▶ ASSIGNMENT: Restate, word for word, each record that follows.

-------- RECORDS SUPPLIED --------

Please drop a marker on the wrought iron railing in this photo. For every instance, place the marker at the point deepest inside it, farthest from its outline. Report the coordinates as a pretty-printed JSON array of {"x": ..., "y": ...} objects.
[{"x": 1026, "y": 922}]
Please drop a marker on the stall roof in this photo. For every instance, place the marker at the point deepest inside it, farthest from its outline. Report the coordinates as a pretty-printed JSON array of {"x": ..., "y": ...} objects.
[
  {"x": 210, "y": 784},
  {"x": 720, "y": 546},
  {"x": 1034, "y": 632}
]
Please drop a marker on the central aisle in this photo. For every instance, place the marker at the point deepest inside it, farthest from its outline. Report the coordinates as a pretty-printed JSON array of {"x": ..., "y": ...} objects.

--------

▶ ANSWER BOX:
Please drop a marker on the wrought iron railing in this photo. For every instance, place the marker at the point deepest inside it, farthest from its outline. Report the coordinates as a pretty-printed JSON array of {"x": ..., "y": ...} objects.
[{"x": 1026, "y": 922}]
Please drop a marker on the stall roof in this photo. For every instance, place the marker at the point deepest inside it, farthest from its outline. Report the coordinates as a pretty-printed JSON array of {"x": ..., "y": ...} objects.
[
  {"x": 210, "y": 784},
  {"x": 720, "y": 546},
  {"x": 1034, "y": 632}
]
Please drop a marker on the central aisle in this photo. For every instance, place the marker at the point deepest inside it, farthest from its outline. Report the coordinates as a pretty-printed JSON array of {"x": ..., "y": ...} objects.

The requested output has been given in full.